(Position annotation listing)
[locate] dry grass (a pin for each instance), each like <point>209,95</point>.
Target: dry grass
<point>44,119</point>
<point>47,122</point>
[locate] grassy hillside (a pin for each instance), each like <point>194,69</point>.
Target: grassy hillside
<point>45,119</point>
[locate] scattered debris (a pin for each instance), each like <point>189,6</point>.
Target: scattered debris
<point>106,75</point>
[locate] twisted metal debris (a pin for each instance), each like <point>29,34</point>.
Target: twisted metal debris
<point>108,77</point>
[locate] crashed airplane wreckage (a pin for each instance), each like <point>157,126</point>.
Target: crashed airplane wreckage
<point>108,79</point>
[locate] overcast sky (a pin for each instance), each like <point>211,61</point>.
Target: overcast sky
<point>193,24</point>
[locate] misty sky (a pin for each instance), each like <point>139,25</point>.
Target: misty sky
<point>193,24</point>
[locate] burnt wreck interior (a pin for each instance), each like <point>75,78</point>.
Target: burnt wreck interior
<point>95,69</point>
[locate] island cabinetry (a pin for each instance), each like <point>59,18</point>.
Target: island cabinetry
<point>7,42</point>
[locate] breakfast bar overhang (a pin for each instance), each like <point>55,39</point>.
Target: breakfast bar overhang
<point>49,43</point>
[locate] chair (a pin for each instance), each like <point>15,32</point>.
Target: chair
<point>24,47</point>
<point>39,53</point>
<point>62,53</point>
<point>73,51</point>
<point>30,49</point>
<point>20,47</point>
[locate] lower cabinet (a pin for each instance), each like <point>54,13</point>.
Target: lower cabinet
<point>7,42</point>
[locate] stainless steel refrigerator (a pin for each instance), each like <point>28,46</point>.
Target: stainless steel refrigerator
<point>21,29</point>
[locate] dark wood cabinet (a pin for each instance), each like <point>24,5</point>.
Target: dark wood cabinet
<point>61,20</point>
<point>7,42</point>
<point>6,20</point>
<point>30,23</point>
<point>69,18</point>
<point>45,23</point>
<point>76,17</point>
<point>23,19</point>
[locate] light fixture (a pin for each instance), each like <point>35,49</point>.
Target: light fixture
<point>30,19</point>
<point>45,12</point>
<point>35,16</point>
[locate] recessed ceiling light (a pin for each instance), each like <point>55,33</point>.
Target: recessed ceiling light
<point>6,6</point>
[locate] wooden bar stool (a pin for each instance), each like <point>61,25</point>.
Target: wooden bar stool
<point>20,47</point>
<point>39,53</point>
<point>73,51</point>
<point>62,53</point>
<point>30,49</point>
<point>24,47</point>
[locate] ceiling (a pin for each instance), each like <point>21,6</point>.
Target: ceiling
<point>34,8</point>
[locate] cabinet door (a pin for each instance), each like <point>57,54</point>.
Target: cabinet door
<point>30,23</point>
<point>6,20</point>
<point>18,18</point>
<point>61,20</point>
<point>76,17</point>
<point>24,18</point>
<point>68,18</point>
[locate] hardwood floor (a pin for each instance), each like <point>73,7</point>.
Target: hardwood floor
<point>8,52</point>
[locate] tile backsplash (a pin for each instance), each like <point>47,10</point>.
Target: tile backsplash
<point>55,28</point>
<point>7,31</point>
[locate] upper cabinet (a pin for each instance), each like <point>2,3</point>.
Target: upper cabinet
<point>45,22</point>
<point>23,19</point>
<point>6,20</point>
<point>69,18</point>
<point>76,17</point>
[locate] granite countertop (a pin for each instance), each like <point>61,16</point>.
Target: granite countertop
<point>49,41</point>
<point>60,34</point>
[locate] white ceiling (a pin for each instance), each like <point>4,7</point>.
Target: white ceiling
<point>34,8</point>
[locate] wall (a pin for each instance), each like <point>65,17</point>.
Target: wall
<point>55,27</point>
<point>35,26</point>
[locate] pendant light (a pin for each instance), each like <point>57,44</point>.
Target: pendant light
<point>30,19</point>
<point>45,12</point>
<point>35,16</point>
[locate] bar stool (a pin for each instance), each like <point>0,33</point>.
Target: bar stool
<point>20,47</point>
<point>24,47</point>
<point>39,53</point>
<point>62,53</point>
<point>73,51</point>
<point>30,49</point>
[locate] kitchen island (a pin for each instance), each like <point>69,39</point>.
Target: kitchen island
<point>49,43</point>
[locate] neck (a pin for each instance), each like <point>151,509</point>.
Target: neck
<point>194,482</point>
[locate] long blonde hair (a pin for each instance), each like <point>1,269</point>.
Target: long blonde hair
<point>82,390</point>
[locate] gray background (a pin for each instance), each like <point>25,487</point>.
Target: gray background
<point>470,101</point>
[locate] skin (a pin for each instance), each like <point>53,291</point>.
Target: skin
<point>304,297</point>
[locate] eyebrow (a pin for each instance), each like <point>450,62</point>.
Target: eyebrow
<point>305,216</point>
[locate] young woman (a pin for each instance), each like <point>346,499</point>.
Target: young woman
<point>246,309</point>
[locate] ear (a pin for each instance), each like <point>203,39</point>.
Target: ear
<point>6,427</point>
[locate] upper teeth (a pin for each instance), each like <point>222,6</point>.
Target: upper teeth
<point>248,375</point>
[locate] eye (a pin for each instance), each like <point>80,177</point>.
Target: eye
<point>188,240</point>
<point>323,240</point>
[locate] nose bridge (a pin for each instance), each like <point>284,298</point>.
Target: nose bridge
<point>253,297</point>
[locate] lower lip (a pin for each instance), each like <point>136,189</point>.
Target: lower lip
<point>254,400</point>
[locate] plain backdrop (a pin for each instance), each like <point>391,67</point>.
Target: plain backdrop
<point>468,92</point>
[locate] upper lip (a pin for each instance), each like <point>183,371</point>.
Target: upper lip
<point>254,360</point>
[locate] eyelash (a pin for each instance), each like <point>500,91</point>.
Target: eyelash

CHALLENGE
Please output the entire listing above verbatim, reproducing every line without any change.

FINAL RESULT
[locate] dry grass (a pin for each instance), each like <point>209,95</point>.
Target: dry grass
<point>44,119</point>
<point>47,122</point>
[locate] grassy hillside (a pin for each instance), each like <point>194,69</point>.
Target: grassy hillside
<point>45,119</point>
[locate] scattered debris (a pin for each instance), each like <point>189,6</point>.
Target: scattered debris
<point>106,75</point>
[locate] twisted metal debris (a pin for each instance), each like <point>29,34</point>.
Target: twisted metal debris
<point>108,77</point>
[locate] crashed airplane wreckage (a pin for each instance), each like <point>157,126</point>.
Target: crashed airplane wreckage
<point>108,79</point>
[locate] overcast sky (a pin for each instance), each like <point>211,61</point>.
Target: overcast sky
<point>193,24</point>
[locate] misty sky (a pin for each instance), each like <point>139,25</point>.
Target: misty sky
<point>193,24</point>
[locate] burnt wreck interior (a pin for each instance), each like <point>75,78</point>.
Target: burnt wreck interior
<point>95,69</point>
[locate] island cabinetry (a pin for each instance), each like <point>59,18</point>.
Target: island cabinetry
<point>7,42</point>
[locate] breakfast bar overhang (a pin for each instance), each like <point>55,39</point>.
Target: breakfast bar overhang
<point>49,43</point>
[locate] chair (a pin for each instance), each like <point>15,32</point>.
Target: chair
<point>24,47</point>
<point>39,53</point>
<point>62,53</point>
<point>73,51</point>
<point>30,49</point>
<point>20,47</point>
[locate] lower cabinet (a pin for each instance), each like <point>54,13</point>.
Target: lower cabinet
<point>7,42</point>
[locate] stainless steel refrigerator (a pin for each instance), each like <point>28,46</point>.
Target: stainless steel refrigerator
<point>21,29</point>
[locate] dark wood cabinet (a pin for each instance), each like <point>24,5</point>.
Target: dark wood cabinet
<point>61,20</point>
<point>7,42</point>
<point>6,20</point>
<point>30,23</point>
<point>69,18</point>
<point>45,23</point>
<point>76,17</point>
<point>23,19</point>
[locate] light fixture (a pin for each instance), each like <point>35,49</point>.
Target: light fixture
<point>30,19</point>
<point>45,12</point>
<point>35,16</point>
[locate] recessed ceiling light (a pin for each instance), each like <point>55,33</point>.
Target: recessed ceiling light
<point>6,6</point>
[locate] wooden bar stool (a pin for each instance), each like <point>61,25</point>.
Target: wooden bar stool
<point>20,47</point>
<point>39,53</point>
<point>73,51</point>
<point>62,53</point>
<point>30,49</point>
<point>24,47</point>
[locate] ceiling (a pin for each instance), each like <point>21,6</point>.
Target: ceiling
<point>34,8</point>
[locate] cabinet door (a pin for each instance), each like <point>57,54</point>.
Target: cabinet door
<point>30,23</point>
<point>6,20</point>
<point>18,18</point>
<point>61,20</point>
<point>76,17</point>
<point>24,18</point>
<point>68,18</point>
[locate] hardwood floor (a pin for each instance), each like <point>73,7</point>.
Target: hardwood floor
<point>8,52</point>
[locate] tile backsplash (a pin for each instance), each like <point>47,10</point>.
Target: tile backsplash
<point>55,28</point>
<point>7,31</point>
[locate] upper cabinet (a pin for each instance), each like <point>2,3</point>.
Target: upper cabinet
<point>45,22</point>
<point>23,19</point>
<point>6,20</point>
<point>69,18</point>
<point>76,17</point>
[locate] granite countertop (a pin for each instance), each like <point>61,16</point>.
Target: granite countertop
<point>49,41</point>
<point>60,34</point>
[locate] white ceiling (a pin for each instance), each like <point>4,7</point>.
Target: white ceiling
<point>34,8</point>
[locate] wall (a pin for each instance), each like <point>65,17</point>.
Target: wall
<point>55,27</point>
<point>35,26</point>
[locate] pendant light (a pin for each instance), each like <point>57,44</point>.
Target: pendant light
<point>30,19</point>
<point>45,12</point>
<point>35,16</point>
[locate] bar stool (a pin for each instance), each like <point>0,33</point>.
Target: bar stool
<point>20,47</point>
<point>24,47</point>
<point>39,53</point>
<point>62,53</point>
<point>73,51</point>
<point>30,49</point>
[locate] kitchen island (a pin for each instance), each like <point>69,39</point>.
Target: kitchen island
<point>49,43</point>
[locate] neck (a pin for each instance), each like <point>151,509</point>.
Target: neck
<point>194,482</point>
[locate] long blonde hair (a pin for each instance), each like <point>1,269</point>.
Target: long blonde hair
<point>82,390</point>
[locate] gray background (a pin for each instance), each like <point>25,487</point>.
Target: gray background
<point>470,101</point>
[locate] skin (a pin for each instance), each like <point>53,291</point>.
Target: skin
<point>304,297</point>
[locate] eyebrow (a pin for each instance), each like <point>450,62</point>.
Target: eyebrow
<point>305,216</point>
[locate] young woman (a pin for each instance), each like <point>346,499</point>.
Target: young woman
<point>246,309</point>
[locate] ear (a pin for each instance), each like <point>203,39</point>.
Target: ear
<point>6,427</point>
[locate] upper teeth (a pin for each instance), each like <point>222,6</point>.
Target: upper teeth
<point>248,375</point>
[locate] eye (a pin for each instance), each like <point>80,177</point>.
Target: eye
<point>188,240</point>
<point>323,240</point>
[locate] nose bridge (a pin for each instance), each like <point>284,298</point>.
Target: nose bridge
<point>253,297</point>
[locate] lower lip (a pin for each instance), each like <point>136,189</point>.
Target: lower lip
<point>254,400</point>
[locate] plain backdrop (a pin for each instance), each like <point>391,67</point>.
Target: plain backdrop
<point>468,92</point>
[locate] upper lip (a pin for each instance), each like <point>183,371</point>.
Target: upper lip
<point>254,360</point>
[locate] eyelash (a pin for each instance), each like <point>500,91</point>.
Target: eyelash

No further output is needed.